*ASSIGNMENT*
Using the troubleshooting note on restoring a Cloud Pak for Data volume backup below, decide whether each statement agrees with it: (a) the problem occurs when Cloud Pak for Data is deployed on NFS storage; (b) the wkc-unquiesce job should be checked if the custom resource still shows InMaintenance after thirty minutes; (c) the quiesce step is the one that does not complete. For each, answer yes or no and quote the text's words that decide it.

Unable to restore Cloud Pak for Data volume backup

When you try to restore Cloud Pak for Data volume data from the backup, the unquiesce step does not complete.

Symptoms

During volume restore, when you run the cpd-cli backup-restore unquiesce -n ${PROJECT_CPD_INST_OPERANDS} command, the Common core services custom resource gets stuck in InMaintenance state.

Environment

This problem occurs when Cloud Pak for Data is deployed on NFS storage.

Diagnosing the problem

As you follow the steps to restore a volume backup, after you run the cpd-cli backup-restore unquiesce -n ${PROJECT_CPD_INST_OPERANDS} command, if after one hour the Common core services custom resource state shows InMaintenance, check if the wkc-unquiesce job was completed:

oc get ccs ccs-cr -n ${PROJECT_CPD_INST_OPERANDS}
oc get jobs -n ${PROJECT_CPD_INST_OPERANDS} | grep wkc-unquiesce

If the job shows 0/1, it did not complete.

*DATA RECORDS*
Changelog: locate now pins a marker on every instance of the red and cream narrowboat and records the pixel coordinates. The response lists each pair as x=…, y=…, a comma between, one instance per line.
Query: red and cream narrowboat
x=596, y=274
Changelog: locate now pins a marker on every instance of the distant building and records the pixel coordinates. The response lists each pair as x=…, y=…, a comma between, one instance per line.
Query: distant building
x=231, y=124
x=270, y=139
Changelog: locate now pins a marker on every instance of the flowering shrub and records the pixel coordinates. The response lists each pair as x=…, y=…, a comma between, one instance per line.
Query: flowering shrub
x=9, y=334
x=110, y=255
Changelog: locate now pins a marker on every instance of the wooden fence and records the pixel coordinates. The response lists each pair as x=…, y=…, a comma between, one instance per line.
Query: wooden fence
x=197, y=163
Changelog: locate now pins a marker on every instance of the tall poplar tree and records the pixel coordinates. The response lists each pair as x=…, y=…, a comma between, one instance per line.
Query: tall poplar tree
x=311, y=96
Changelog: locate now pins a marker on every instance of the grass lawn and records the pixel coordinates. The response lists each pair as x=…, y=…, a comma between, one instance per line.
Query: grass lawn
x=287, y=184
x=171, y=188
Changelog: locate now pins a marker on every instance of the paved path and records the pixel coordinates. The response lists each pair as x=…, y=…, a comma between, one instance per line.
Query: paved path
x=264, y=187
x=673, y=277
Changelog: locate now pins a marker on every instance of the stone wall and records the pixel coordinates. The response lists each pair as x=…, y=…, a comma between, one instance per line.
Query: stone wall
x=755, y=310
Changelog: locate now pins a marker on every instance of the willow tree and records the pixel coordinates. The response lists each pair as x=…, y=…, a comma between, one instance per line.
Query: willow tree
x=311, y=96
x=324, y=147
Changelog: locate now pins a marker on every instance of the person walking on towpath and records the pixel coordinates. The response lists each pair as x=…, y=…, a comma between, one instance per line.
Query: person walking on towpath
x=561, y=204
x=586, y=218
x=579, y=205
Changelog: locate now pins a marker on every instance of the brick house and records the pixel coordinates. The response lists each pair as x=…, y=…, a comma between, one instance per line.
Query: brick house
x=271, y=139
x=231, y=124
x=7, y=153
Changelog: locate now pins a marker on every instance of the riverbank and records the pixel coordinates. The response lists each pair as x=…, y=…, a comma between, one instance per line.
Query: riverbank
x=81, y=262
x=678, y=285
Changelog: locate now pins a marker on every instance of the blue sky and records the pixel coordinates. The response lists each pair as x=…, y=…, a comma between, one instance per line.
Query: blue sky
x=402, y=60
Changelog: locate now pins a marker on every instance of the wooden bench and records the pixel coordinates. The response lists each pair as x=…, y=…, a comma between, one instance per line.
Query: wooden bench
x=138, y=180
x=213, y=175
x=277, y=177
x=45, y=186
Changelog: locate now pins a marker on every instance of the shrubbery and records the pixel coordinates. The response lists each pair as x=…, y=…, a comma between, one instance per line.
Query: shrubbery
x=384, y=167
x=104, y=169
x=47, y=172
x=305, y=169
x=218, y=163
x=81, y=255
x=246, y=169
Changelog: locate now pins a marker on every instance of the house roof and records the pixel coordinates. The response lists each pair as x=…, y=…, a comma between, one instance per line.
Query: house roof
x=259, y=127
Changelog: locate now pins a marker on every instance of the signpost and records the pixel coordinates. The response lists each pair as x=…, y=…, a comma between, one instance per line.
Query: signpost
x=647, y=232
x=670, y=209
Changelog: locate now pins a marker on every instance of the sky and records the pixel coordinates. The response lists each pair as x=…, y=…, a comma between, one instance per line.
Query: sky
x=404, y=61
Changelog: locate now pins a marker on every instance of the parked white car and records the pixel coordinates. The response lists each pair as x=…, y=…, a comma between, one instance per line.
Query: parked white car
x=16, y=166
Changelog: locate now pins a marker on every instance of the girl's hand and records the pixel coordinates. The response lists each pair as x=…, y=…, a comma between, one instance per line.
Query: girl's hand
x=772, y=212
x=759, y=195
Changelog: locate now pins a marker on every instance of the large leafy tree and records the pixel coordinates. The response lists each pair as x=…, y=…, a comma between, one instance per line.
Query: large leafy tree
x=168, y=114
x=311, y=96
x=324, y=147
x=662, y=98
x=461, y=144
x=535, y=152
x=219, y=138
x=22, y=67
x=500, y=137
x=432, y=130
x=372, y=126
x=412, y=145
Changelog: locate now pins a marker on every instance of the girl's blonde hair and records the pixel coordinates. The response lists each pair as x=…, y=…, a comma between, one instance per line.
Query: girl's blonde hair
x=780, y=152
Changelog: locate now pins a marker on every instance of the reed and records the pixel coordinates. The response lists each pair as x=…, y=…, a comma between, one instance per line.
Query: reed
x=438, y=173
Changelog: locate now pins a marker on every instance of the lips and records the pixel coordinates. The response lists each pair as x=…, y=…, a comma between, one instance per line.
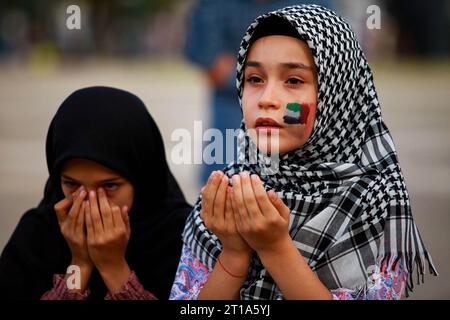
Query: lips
x=267, y=123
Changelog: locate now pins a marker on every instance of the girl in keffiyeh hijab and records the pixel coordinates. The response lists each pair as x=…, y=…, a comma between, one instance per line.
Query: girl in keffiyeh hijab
x=320, y=210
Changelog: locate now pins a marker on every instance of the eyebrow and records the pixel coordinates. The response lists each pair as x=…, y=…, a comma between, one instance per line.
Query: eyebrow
x=284, y=65
x=101, y=181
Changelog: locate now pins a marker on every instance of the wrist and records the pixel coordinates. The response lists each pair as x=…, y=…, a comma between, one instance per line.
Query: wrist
x=85, y=266
x=279, y=248
x=115, y=276
x=235, y=263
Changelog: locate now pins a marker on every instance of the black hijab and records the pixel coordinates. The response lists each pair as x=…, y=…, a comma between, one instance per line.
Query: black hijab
x=113, y=128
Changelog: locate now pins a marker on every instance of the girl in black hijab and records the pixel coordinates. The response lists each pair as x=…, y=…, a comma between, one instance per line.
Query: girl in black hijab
x=123, y=232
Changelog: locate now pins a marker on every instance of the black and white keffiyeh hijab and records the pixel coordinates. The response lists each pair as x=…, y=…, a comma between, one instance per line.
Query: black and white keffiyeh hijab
x=350, y=209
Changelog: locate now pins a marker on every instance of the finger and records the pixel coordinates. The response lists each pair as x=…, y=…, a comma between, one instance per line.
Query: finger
x=80, y=219
x=76, y=207
x=219, y=200
x=105, y=209
x=88, y=218
x=284, y=210
x=95, y=213
x=117, y=218
x=263, y=201
x=210, y=192
x=126, y=219
x=238, y=199
x=249, y=197
x=236, y=214
x=62, y=208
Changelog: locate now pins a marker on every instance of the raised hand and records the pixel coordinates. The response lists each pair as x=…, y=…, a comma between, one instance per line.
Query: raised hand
x=217, y=214
x=71, y=219
x=108, y=233
x=262, y=219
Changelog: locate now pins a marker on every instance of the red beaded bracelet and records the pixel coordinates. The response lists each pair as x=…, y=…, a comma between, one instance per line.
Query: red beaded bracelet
x=231, y=274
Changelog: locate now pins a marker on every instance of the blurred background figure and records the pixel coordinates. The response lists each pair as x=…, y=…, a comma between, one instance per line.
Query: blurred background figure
x=215, y=30
x=162, y=49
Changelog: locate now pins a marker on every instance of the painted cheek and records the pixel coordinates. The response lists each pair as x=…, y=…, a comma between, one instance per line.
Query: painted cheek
x=296, y=113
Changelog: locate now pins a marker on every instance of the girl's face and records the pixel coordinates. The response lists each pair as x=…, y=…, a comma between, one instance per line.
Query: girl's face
x=91, y=175
x=279, y=70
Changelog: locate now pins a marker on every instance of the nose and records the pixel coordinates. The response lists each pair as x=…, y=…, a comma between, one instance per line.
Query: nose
x=269, y=98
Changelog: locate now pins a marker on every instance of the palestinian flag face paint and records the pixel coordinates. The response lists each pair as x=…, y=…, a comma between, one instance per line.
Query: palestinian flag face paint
x=296, y=113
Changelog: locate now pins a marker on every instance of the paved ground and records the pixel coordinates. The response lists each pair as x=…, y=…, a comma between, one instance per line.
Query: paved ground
x=415, y=99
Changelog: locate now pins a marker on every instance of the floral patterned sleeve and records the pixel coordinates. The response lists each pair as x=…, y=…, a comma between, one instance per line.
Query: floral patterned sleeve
x=190, y=278
x=388, y=284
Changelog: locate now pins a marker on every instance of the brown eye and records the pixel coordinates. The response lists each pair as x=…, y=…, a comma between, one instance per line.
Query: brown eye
x=295, y=81
x=110, y=186
x=71, y=184
x=254, y=79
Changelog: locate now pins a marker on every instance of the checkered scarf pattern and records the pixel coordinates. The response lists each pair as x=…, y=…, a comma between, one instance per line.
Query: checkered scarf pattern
x=350, y=209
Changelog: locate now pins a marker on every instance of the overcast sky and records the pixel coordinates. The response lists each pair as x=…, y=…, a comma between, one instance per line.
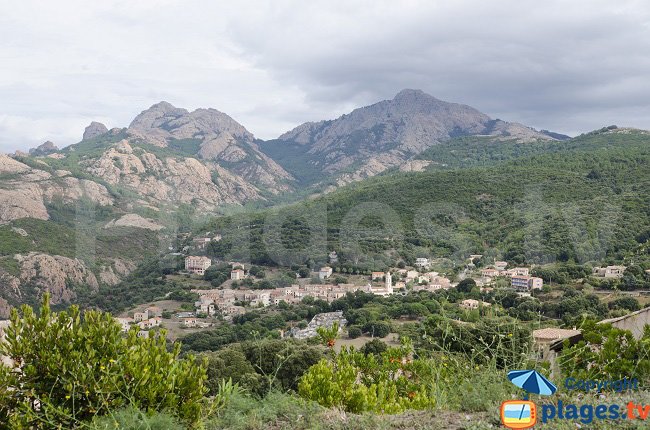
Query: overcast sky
x=566, y=66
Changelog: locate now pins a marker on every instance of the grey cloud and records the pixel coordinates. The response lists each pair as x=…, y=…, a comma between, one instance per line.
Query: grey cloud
x=565, y=66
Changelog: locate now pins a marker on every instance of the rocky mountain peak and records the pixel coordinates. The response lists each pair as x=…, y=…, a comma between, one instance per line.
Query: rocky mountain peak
x=44, y=149
x=384, y=135
x=94, y=129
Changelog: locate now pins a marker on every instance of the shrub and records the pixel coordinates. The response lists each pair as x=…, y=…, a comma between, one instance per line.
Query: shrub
x=388, y=383
x=134, y=419
x=354, y=332
x=377, y=329
x=74, y=367
x=374, y=346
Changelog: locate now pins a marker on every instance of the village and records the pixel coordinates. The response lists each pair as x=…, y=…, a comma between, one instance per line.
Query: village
x=225, y=303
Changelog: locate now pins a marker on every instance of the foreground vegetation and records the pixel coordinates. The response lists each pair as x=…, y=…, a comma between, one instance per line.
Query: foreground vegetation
x=75, y=370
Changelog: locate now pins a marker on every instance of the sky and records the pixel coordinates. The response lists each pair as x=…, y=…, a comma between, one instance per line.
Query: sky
x=566, y=66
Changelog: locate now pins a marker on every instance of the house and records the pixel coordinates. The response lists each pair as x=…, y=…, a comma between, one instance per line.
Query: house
x=153, y=312
x=189, y=322
x=140, y=316
x=197, y=264
x=422, y=262
x=201, y=242
x=326, y=319
x=237, y=274
x=150, y=323
x=4, y=324
x=377, y=276
x=233, y=310
x=526, y=283
x=609, y=271
x=412, y=274
x=472, y=304
x=324, y=273
x=500, y=265
x=517, y=271
x=387, y=289
x=125, y=323
x=489, y=273
x=261, y=299
x=333, y=257
x=548, y=342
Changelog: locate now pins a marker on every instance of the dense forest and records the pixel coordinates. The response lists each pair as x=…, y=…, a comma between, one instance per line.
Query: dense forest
x=583, y=200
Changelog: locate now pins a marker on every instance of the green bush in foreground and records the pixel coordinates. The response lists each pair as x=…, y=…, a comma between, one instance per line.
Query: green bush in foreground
x=390, y=382
x=133, y=419
x=70, y=368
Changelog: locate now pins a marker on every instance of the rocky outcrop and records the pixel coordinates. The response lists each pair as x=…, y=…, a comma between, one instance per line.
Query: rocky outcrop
x=114, y=273
x=24, y=191
x=5, y=309
x=94, y=129
x=134, y=220
x=221, y=139
x=55, y=274
x=43, y=149
x=375, y=138
x=171, y=180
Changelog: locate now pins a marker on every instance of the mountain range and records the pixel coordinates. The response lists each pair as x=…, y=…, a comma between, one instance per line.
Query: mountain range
x=127, y=184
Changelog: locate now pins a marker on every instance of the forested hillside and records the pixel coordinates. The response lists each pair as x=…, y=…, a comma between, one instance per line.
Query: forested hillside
x=584, y=200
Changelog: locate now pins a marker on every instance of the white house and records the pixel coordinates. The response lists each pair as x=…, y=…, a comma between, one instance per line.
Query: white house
x=197, y=264
x=325, y=272
x=422, y=262
x=237, y=274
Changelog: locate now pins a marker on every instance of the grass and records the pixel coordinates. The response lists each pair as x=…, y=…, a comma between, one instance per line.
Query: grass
x=285, y=411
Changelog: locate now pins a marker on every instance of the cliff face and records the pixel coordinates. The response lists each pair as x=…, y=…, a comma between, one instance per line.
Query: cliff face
x=24, y=190
x=221, y=140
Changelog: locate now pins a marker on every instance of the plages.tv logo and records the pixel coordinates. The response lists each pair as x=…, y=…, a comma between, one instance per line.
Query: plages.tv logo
x=522, y=414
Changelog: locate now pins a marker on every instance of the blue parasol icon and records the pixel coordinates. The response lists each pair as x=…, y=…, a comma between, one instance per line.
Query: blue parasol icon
x=532, y=381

*ANSWER TO THIS TASK*
(a) Yes: "This problem occurs when Cloud Pak for Data is deployed on NFS storage."
(b) No: "if after one hour the Common core services custom resource state shows InMaintenance"
(c) No: "the unquiesce step does not complete."